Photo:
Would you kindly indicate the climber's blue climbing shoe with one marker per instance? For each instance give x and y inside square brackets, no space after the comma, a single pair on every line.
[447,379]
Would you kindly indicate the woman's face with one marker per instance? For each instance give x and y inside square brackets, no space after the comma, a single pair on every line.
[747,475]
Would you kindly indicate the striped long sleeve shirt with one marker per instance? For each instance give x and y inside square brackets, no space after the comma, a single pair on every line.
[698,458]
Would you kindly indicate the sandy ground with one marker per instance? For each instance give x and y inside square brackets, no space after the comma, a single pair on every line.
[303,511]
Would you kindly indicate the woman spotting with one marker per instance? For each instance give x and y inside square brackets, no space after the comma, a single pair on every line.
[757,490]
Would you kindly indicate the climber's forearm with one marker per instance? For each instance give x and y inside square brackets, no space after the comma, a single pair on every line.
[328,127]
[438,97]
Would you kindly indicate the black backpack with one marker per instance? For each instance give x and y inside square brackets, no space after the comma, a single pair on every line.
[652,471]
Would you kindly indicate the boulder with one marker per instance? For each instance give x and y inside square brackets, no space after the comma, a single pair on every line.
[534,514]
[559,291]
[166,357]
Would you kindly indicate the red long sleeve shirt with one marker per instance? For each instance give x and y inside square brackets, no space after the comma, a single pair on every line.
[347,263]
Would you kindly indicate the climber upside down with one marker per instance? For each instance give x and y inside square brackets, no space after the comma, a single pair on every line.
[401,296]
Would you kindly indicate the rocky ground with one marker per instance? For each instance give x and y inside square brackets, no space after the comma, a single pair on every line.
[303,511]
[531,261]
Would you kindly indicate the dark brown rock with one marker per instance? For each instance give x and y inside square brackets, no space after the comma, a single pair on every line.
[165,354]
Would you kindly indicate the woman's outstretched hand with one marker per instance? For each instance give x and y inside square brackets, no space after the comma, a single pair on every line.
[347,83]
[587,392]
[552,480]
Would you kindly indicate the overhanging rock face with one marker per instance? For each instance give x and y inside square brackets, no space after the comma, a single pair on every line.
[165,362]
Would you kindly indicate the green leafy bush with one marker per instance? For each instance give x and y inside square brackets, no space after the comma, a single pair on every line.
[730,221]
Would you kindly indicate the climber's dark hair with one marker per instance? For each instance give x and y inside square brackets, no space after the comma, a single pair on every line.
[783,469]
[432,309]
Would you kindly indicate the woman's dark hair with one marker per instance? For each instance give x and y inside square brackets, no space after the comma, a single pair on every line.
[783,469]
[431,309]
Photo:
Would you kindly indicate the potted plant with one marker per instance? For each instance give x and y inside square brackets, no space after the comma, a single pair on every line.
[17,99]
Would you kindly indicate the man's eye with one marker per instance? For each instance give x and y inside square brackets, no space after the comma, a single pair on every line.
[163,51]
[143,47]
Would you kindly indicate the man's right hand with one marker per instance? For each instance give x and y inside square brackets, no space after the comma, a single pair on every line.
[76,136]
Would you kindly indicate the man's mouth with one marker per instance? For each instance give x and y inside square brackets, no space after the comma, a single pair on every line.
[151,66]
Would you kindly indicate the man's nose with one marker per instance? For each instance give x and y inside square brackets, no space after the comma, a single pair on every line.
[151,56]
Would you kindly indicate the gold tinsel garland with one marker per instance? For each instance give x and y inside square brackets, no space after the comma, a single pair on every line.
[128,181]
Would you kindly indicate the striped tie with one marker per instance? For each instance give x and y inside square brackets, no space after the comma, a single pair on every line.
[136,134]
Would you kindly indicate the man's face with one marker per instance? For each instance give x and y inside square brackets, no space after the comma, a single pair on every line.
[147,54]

ABOUT THIS EXERCISE
Please transcribe all of the records, keeping every line exactly as it is.

YOUR SOLUTION
Photo:
Would you kindly indicate the climber's blue climbing shoe with one marker per instance? For each instance give x and y inside square brackets, no space after the comma, a single pair on every line.
[447,379]
Would you kindly indicate the woman's face with one marker per instance? For each instance give x and y inside square brackets, no space after the comma, a single pair on every line.
[747,475]
Would you kindly indicate the striped long sleeve shirt with one marker per instance? For each instance give x and y inside square brackets, no space after the comma, a single pair on every line.
[698,458]
Would you kindly indicate the sandy ground with one marker per instance? For each instance give x and y inside square brackets, no space after the comma, a single pair on every line.
[303,511]
Would you kindly indicate the woman spotting with one marker per instance? For each instance give x and y inside square brackets, no space after the comma, a single pair on every line.
[757,490]
Would you kindly indicate the climber's forearm with one marker per instance? For each instance give x and y inside square brackets, no space after the comma, a single pair on every line.
[328,127]
[438,97]
Would you kindly indicate the black backpack with one marker per instance? For each instance give x and y inside square brackets, no space after the comma, a single pair on every line.
[652,471]
Would you kindly indicate the boulder with one marker per instance? For each instance give x and y inside square brackets, no space after the comma, a single pair on every line.
[534,514]
[559,291]
[166,357]
Would you kindly indicate the red long sleeve shirt with one marker per instance? For each instance give x and y inside square brackets, no space after the comma, a single pair on every line.
[347,263]
Would you kindly indicate the climber upside down with one marker per instance? For each instance give x and y inside square brackets, no space after the comma, a single pair on every line.
[401,296]
Would you kindly indicate the rocky ground with one marker per instance? For each instance give x and y inside square brackets, no space after the comma, a single pair on every line.
[303,511]
[531,261]
Would you kindly indicate the dark brown rock with one marker per instance? For each instance give x and y inside square brackets, no space after the comma, a single pair on every line.
[165,354]
Would you kindly indicate the woman's outstretched hand with one marker per instance? For each instance give x and y inside square brackets, no space after the comma, a single pair on every line.
[347,83]
[587,392]
[552,480]
Would you kindly indicate the overhanging rock face with one marker per instance? For each instance give x and y inside square brackets, no space after the comma, a single pair on every line.
[165,362]
Would you kindly indicate the green leafy bush with one marker per instance? For each instance give x and y inside square brackets, no space after the comma, a single pair on every line.
[730,221]
Would you kindly indicate the climber's dark hair with one marker per instance? For each instance give x and y inside square brackets, no space after the comma, a single pair on every line.
[783,469]
[432,309]
Would you kindly indicate the woman's dark hair with one marker per instance? For each instance give x and y inside square brackets, no space after the comma, a single pair on every line.
[783,469]
[431,309]
Photo:
Would you kindly indicate the potted plant with one marker per instance? For each instance give x and y inside square brackets, no space after the comma, a single pair on every line.
[17,99]
Would you kindly indicate the man's eye with one marker per instance? For each instance give x and y inside square brackets, no space after the comma, a single pair on every line.
[163,51]
[143,47]
Would you kindly indicate the man's right hand with one marker per instance? For each instance give x and y inside square brackets, no space after the comma, a single pair on every line.
[76,136]
Would you kindly indicate the man's mouth with one marker per instance? For each instance give x and y inside square brackets, no space after the comma, a single pair on every line.
[151,66]
Would you kindly indicate the man's nose with one marker per instance? For each instance give x and y inside square brackets, no space after the comma, a single pair on every line.
[151,56]
Would you kindly indicate the gold tinsel garland with one marker per instance? For each instance give x and y inside square brackets, no space after the comma, a single pair on every line.
[128,181]
Would you kindly indicate the striped tie with one marker per instance? For each instance give x and y inside square brackets, no space after the comma, a single pair on every line.
[136,134]
Would you kindly indicate the man's face with one marker per instance? For each instance give x and y inside square brackets, no space after the comma, a single pair on every line.
[147,54]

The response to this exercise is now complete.